Print the following passage on IMT standards and the role of ITU-R word for word, in full.

→ DOCUMENT EXTRACT
··········
In recent decades, mobile communications have completely transformed the way that human beings communicate and interact with one another. New technology generations introduced on average every ten years have consistently and fundamentally improved the overall user experience, paving the way for innovation beyond anyone’s wildest imagination. While the success and progress with wireless technologies can be attributed to a wide range of factors, the International Mobile Telecommunications (IMT) standards set by the International Telecommunication Union (ITU) have been an important fabric tying together various mobile broadband systems, coalescing the industry and ecosystem under a common set of platforms. In each generation, unified IMT technology has enabled global harmonization and wide industry support resulting in worldwide compatibility, international roaming, and economies of scale.

The Role of ITU-R

ITU is the United Nations specialized agency for information and communication technologies (ICTs), fostering innovation among 193 member states. For more than 150 years, ITU has been coordinating the radio spectrum, establishing standards that foster connectivity globally across multiple technology systems. And for the past 30 years, the ITU Radiocommunication sector (ITU-R) has been coordinating efforts with governments and industries to develop unified global broadband multimedia international mobile telecommunications systems, also known as IMT.
··········
→ STORED DATA
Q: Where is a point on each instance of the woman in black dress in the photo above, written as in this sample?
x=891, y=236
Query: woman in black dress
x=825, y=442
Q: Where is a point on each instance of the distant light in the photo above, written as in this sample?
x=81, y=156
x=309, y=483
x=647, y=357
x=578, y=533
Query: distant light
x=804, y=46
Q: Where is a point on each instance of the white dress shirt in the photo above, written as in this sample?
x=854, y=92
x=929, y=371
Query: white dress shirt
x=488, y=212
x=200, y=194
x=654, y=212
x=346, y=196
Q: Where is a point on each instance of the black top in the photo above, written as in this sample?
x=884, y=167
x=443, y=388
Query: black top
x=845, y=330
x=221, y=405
··········
→ OUTPUT OF THE EXERCISE
In recent decades, mobile communications have completely transformed the way that human beings communicate and interact with one another. New technology generations introduced on average every ten years have consistently and fundamentally improved the overall user experience, paving the way for innovation beyond anyone’s wildest imagination. While the success and progress with wireless technologies can be attributed to a wide range of factors, the International Mobile Telecommunications (IMT) standards set by the International Telecommunication Union (ITU) have been an important fabric tying together various mobile broadband systems, coalescing the industry and ecosystem under a common set of platforms. In each generation, unified IMT technology has enabled global harmonization and wide industry support resulting in worldwide compatibility, international roaming, and economies of scale.

The Role of ITU-R

ITU is the United Nations specialized agency for information and communication technologies (ICTs), fostering innovation among 193 member states. For more than 150 years, ITU has been coordinating the radio spectrum, establishing standards that foster connectivity globally across multiple technology systems. And for the past 30 years, the ITU Radiocommunication sector (ITU-R) has been coordinating efforts with governments and industries to develop unified global broadband multimedia international mobile telecommunications systems, also known as IMT.